# Aufgabe a
Übersetze den folgenden Satz aus dem Lesetext über Bärbel Imhof ins Englische: „Bärbel Imhof hat nach 31 Jahren im Lohrer Stadtrat aufgehört und widmet sich jetzt gemeinsam mit ihrem Mann ihrem Hofladen, in dem sie Obst, Gemüse und Fleisch aus eigenem Anbau verkauft.“

# Lesetext
Bärbel Imhof hat nach 31 Jahren im Lohrer Stadtrat aufgehört und widmet sich jetzt gemeinsam mit ihrem Mann ihrem Hofladen, in dem sie Obst, Gemüse und Fleisch aus eigenem Anbau verkauft.
Foto: Katrin Amling | Bärbel Imhof hat nach 31 Jahren im Lohrer Stadtrat aufgehört und widmet sich jetzt gemeinsam mit ihrem Mann ihrem Hofladen, in dem sie Obst, Gemüse und Fleisch aus eigenem Anbau verkauft.

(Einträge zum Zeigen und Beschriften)
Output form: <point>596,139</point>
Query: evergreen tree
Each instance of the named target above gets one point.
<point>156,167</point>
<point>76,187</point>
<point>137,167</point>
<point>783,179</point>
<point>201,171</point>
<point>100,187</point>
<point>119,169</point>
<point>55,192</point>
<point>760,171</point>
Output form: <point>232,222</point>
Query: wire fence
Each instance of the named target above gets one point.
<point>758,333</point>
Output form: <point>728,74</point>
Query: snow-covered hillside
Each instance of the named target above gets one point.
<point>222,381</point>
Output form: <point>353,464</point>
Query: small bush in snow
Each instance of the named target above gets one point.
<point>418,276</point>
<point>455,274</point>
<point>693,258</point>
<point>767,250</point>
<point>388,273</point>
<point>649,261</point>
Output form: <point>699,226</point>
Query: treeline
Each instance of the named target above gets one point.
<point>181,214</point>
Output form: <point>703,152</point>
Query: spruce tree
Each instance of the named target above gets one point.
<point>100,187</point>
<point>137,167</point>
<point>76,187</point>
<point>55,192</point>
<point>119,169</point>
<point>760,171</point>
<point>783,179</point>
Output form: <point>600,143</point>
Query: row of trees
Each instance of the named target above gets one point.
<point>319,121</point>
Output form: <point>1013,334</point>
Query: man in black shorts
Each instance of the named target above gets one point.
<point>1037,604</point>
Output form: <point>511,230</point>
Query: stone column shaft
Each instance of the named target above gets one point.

# Aufgabe b
Benenne in der Auflistung „stone column shaft“ in „stone pillar“ um, und zwar in den Zeilen von der Zeile mit „Output form: <point>511,230</point>“ bis einschließlich zum Ende der Auflistung. Gib nur diese Zeilen zurück und lass alles andere darin unverändert.

# Lösung a
After 31 years on the Lohr town council, Bärbel Imhof has stepped down and now devotes herself, together with her husband, to her farm shop, where she sells fruit, vegetables and meat from her own farming.

# Lösung b
Output form: <point>511,230</point>
Query: stone pillar
Each instance of the named target above gets one point.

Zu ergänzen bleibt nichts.